THE TASK —
Gather every line of the listing below that contains the string "image", copying each such line in full. Treat the match as case-sensitive.

MATERIAL SUPPLIED —
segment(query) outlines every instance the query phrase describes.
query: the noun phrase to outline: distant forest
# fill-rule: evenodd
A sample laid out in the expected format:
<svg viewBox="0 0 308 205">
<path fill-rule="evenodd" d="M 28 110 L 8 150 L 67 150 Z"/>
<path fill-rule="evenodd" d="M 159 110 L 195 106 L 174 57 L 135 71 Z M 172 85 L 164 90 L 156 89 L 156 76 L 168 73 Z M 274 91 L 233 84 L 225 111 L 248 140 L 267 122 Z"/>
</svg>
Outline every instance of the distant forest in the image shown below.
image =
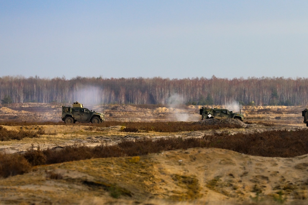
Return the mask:
<svg viewBox="0 0 308 205">
<path fill-rule="evenodd" d="M 308 79 L 283 77 L 229 79 L 159 77 L 104 78 L 36 76 L 0 78 L 2 104 L 56 102 L 87 104 L 306 106 Z"/>
</svg>

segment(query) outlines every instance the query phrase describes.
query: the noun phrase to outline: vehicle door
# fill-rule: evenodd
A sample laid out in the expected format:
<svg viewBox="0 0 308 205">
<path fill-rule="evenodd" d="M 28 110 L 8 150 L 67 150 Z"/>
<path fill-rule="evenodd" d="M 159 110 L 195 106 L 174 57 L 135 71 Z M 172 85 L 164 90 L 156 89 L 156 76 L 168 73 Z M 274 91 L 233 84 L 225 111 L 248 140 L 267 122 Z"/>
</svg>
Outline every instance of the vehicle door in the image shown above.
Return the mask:
<svg viewBox="0 0 308 205">
<path fill-rule="evenodd" d="M 222 118 L 229 118 L 230 113 L 228 110 L 221 110 L 220 113 L 220 116 Z"/>
<path fill-rule="evenodd" d="M 80 110 L 78 108 L 73 108 L 73 114 L 74 114 L 74 118 L 75 120 L 81 120 L 81 116 L 80 112 Z"/>
<path fill-rule="evenodd" d="M 82 120 L 89 120 L 91 117 L 91 112 L 87 108 L 81 109 L 80 116 Z"/>
<path fill-rule="evenodd" d="M 221 117 L 220 116 L 220 110 L 214 110 L 214 112 L 213 112 L 214 116 L 214 117 L 215 118 L 221 118 Z"/>
</svg>

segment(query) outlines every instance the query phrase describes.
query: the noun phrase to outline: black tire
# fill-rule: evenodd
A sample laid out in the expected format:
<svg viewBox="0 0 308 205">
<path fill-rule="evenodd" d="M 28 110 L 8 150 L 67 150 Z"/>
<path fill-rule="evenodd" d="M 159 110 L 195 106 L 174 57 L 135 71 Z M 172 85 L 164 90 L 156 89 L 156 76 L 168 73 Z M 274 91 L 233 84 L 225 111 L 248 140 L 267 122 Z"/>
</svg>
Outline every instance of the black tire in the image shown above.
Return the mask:
<svg viewBox="0 0 308 205">
<path fill-rule="evenodd" d="M 100 120 L 97 117 L 94 117 L 92 118 L 91 122 L 93 124 L 99 124 L 100 123 Z"/>
<path fill-rule="evenodd" d="M 71 117 L 67 117 L 64 120 L 64 122 L 66 124 L 71 124 L 74 121 L 73 118 Z"/>
</svg>

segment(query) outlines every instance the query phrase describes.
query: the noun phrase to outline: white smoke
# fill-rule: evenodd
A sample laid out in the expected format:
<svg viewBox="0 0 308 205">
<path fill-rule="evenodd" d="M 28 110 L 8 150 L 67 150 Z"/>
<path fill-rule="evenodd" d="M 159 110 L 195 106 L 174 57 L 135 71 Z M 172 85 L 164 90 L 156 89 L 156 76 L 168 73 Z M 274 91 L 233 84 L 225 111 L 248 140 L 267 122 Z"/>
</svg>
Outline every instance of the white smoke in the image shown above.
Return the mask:
<svg viewBox="0 0 308 205">
<path fill-rule="evenodd" d="M 233 111 L 233 112 L 240 113 L 240 103 L 233 101 L 224 105 L 226 109 L 230 111 Z"/>
<path fill-rule="evenodd" d="M 184 99 L 182 96 L 178 94 L 172 95 L 165 101 L 171 111 L 169 120 L 183 122 L 199 120 L 199 118 L 197 119 L 187 112 L 183 111 Z"/>
<path fill-rule="evenodd" d="M 101 103 L 103 92 L 101 88 L 94 86 L 78 89 L 74 92 L 73 102 L 77 101 L 85 107 L 91 109 L 91 107 Z"/>
</svg>

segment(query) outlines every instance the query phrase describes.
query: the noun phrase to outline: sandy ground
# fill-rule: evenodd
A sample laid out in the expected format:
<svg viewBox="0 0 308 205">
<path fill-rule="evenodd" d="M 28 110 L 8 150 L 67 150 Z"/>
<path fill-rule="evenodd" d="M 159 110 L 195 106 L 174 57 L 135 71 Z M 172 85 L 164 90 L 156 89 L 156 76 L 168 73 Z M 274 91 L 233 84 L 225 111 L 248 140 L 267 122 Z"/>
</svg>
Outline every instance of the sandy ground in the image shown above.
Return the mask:
<svg viewBox="0 0 308 205">
<path fill-rule="evenodd" d="M 103 109 L 102 105 L 88 108 L 98 112 Z M 106 121 L 197 122 L 200 119 L 199 108 L 113 105 L 105 106 L 104 112 Z M 230 132 L 306 129 L 301 116 L 304 108 L 244 107 L 241 111 L 245 120 L 252 124 L 243 123 L 242 128 Z M 0 120 L 57 122 L 61 120 L 61 105 L 37 103 L 2 106 Z M 258 121 L 274 125 L 269 127 L 254 123 Z M 211 132 L 125 133 L 118 132 L 120 125 L 90 129 L 83 124 L 4 126 L 16 130 L 40 128 L 47 134 L 38 139 L 0 142 L 0 150 L 14 153 L 33 146 L 44 149 L 76 144 L 111 144 L 123 139 L 201 137 Z M 39 166 L 28 174 L 1 180 L 0 204 L 263 204 L 265 201 L 269 202 L 264 204 L 306 204 L 307 157 L 264 157 L 226 150 L 194 148 L 139 158 L 95 159 Z M 51 179 L 48 176 L 51 172 L 63 178 Z M 115 183 L 130 194 L 115 199 L 101 185 Z"/>
</svg>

EXERCISE OUTPUT —
Outline every instance of the distant forest in the image shown below.
image =
Outline every instance of the vehicle door in the image shown above.
Outline every instance of the black tire in the image shown above.
Outline every instance of the white smoke in the image shown above.
Outline every instance of the sandy ground in the image shown above.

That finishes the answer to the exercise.